BRANO SELEZIONATO:
Lectio divina
LA LETTERA AI ROMANI
GIUSTIFICATI PER GRAZIA – SALVATI PER FEDE
Commento e attualizzazione a cura di don Sergio Carrarini
Testo doc Lettera ai Romani – capitoli 1-5 – Sergio Carrarini (1)
Testo pdf Lettera ai Romani – capitoli 1-5 – Sergio Carrarini (1)
INTRODUZIONE

L’apostolo Paolo è il grande missionario che ha innescato il processo di traduzione della fede cristiana nella cultura greco-romana. Quando scrive la Lettera ai Romani è vicino alla conclusione della sua vita, sul finire degli anni 50 d.C.
La Lettera ai Romani è lo scritto più lungo e più importante di tutto l’epistolario paolino, quello più studiato e commentato nella tradizione della Chiesa e quello che più ha influito nella sua storia, sia per fondare la teologia, che per le molte discussioni che ha suscitato. La riforma protestante ne ha fatto il suo cavallo di battaglia ed attualmente è il testo dal quale si riparte nel dialogo ecumenico. E’ un testo dottrinale, con l’intento di svolgere un discorso teologico completo e sistematico sul contenuto essenziale della fede cristiana. Non è un testo facile, ma vogliamo rileggerlo a partire dalla situazione della nostra Chiesa chiamata, come la Chiesa delle origini, a passare da una tradizione di fede ancorata e pensata per il contesto religioso della società contadina, ad una nuova visione della fede che nasce da un contesto secolarizzato, multiculturale e multireligioso.

Estratto del dataset:
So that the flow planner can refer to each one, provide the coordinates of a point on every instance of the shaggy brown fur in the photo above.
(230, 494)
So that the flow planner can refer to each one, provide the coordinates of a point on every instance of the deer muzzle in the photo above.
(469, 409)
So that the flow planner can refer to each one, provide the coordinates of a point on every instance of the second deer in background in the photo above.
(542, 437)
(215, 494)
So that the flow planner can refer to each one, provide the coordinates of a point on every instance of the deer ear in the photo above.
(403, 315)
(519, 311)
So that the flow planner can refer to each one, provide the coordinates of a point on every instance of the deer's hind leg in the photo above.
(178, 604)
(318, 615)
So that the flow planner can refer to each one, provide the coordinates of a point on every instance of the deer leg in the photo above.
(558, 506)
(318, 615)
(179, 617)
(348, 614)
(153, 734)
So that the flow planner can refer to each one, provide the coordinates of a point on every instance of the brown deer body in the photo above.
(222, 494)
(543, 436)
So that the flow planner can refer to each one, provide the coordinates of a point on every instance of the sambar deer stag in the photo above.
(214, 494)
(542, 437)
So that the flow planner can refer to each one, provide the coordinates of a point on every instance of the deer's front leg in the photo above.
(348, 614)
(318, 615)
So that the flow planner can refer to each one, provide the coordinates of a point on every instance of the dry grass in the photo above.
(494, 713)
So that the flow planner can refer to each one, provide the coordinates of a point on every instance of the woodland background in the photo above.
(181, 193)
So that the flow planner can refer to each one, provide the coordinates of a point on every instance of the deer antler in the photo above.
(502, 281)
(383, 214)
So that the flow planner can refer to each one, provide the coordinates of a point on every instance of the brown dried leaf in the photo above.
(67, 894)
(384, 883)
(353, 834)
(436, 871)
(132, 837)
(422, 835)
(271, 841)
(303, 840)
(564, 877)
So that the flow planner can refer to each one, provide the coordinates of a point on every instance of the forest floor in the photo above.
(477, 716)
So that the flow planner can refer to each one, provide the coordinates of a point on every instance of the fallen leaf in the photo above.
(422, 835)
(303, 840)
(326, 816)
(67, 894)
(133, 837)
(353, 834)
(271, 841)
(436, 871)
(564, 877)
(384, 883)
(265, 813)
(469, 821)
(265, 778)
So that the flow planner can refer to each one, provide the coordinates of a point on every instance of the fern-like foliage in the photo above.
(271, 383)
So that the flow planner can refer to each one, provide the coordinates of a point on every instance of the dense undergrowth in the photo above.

CONSEGNA: Riscrivi il brano sulla Lettera ai Romani tra "L’apostolo Paolo è" e "anni 50 d.C.", entrambi inclusi, cambiando "Paolo" in "Saulo". Le righe non servono in alcun modo per questo lavoro.

SOLUZIONE PROPOSTA:
L’apostolo Saulo è il grande missionario che ha innescato il processo di traduzione della fede cristiana nella cultura greco-romana. Quando scrive la Lettera ai Romani è vicino alla conclusione della sua vita, sul finire degli anni 50 d.C.